Pick out every line of the data below that contains the word "railing" and copy each one in full. Letter case must match.

⟨

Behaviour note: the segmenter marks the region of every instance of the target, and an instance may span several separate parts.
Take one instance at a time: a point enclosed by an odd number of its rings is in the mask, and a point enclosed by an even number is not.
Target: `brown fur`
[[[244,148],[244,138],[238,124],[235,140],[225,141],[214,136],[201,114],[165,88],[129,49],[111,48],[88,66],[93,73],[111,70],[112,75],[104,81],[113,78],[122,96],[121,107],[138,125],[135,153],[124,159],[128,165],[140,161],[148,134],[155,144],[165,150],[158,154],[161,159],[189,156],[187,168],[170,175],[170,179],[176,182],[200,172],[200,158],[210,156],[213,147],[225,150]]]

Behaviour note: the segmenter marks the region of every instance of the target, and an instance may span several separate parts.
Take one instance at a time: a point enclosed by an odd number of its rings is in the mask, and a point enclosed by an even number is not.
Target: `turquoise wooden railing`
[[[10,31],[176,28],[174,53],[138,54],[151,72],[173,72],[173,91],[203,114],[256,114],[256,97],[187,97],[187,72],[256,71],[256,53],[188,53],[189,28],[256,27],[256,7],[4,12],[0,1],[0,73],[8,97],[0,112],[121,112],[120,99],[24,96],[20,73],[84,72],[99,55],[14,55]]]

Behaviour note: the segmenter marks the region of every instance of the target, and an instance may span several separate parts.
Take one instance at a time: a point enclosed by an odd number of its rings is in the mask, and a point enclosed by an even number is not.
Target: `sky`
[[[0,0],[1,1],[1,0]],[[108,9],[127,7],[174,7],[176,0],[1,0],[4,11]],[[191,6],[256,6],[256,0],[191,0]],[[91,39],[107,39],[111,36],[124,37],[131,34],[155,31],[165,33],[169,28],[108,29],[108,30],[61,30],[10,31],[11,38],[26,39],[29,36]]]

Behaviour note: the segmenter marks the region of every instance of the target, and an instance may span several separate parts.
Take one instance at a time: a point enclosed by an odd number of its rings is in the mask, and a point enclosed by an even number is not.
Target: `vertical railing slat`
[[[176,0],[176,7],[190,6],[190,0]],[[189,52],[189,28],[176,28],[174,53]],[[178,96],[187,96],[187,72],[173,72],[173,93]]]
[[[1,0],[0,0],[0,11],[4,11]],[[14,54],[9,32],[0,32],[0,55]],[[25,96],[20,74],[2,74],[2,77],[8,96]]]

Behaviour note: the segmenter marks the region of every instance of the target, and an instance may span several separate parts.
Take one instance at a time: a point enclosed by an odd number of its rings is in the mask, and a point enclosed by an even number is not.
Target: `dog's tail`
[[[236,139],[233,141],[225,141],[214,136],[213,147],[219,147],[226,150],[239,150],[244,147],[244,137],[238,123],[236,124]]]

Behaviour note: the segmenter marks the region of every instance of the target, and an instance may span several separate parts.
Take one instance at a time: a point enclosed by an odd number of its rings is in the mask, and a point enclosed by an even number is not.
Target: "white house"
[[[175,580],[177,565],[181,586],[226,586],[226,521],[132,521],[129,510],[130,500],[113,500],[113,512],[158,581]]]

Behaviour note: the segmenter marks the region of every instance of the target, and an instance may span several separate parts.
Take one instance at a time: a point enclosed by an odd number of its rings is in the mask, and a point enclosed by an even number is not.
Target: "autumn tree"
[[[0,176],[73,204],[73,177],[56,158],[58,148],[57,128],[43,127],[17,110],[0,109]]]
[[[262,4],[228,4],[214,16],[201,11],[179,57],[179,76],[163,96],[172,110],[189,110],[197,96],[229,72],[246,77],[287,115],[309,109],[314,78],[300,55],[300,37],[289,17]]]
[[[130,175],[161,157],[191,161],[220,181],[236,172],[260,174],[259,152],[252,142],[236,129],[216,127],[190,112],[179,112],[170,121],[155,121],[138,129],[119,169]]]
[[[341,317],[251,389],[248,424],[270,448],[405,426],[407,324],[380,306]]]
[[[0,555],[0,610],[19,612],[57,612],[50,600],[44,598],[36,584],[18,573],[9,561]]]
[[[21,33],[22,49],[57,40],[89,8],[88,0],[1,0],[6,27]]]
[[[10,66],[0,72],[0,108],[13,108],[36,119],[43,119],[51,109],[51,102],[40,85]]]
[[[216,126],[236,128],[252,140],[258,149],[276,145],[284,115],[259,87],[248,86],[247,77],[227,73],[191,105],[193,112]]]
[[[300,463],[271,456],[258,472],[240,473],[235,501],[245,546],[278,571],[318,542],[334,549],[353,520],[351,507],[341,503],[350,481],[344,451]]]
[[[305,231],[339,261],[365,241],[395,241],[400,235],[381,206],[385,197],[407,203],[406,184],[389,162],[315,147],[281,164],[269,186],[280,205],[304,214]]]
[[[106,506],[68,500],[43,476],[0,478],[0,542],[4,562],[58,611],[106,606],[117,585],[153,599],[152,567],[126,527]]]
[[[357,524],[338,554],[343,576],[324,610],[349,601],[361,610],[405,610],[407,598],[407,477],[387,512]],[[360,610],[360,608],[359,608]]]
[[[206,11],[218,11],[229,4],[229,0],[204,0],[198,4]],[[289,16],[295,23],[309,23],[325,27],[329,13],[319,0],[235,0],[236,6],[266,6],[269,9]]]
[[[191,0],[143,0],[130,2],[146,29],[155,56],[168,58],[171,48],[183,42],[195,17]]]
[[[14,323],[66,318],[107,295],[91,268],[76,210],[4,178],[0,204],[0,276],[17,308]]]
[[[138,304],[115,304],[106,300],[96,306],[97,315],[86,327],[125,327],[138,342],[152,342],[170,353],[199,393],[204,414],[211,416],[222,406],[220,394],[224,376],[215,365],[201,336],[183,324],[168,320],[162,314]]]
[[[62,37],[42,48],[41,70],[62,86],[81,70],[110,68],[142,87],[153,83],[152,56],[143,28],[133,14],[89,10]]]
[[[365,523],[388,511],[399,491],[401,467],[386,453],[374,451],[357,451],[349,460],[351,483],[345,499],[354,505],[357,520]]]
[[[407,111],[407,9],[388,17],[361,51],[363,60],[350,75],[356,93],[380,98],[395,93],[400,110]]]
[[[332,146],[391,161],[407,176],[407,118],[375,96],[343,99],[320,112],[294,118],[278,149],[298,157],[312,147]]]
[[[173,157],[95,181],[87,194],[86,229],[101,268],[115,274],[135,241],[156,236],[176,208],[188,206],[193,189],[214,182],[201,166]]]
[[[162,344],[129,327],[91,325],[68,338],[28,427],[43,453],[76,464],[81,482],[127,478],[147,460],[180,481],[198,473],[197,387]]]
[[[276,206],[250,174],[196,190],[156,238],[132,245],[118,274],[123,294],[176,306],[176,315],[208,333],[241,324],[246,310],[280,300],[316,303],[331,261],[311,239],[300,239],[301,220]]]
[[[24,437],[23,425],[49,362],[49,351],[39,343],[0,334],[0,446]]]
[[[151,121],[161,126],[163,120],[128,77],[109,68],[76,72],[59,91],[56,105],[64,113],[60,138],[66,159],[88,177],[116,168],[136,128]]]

⟩

## Response
Target: `turquoise wooden railing`
Target: `vertical railing slat`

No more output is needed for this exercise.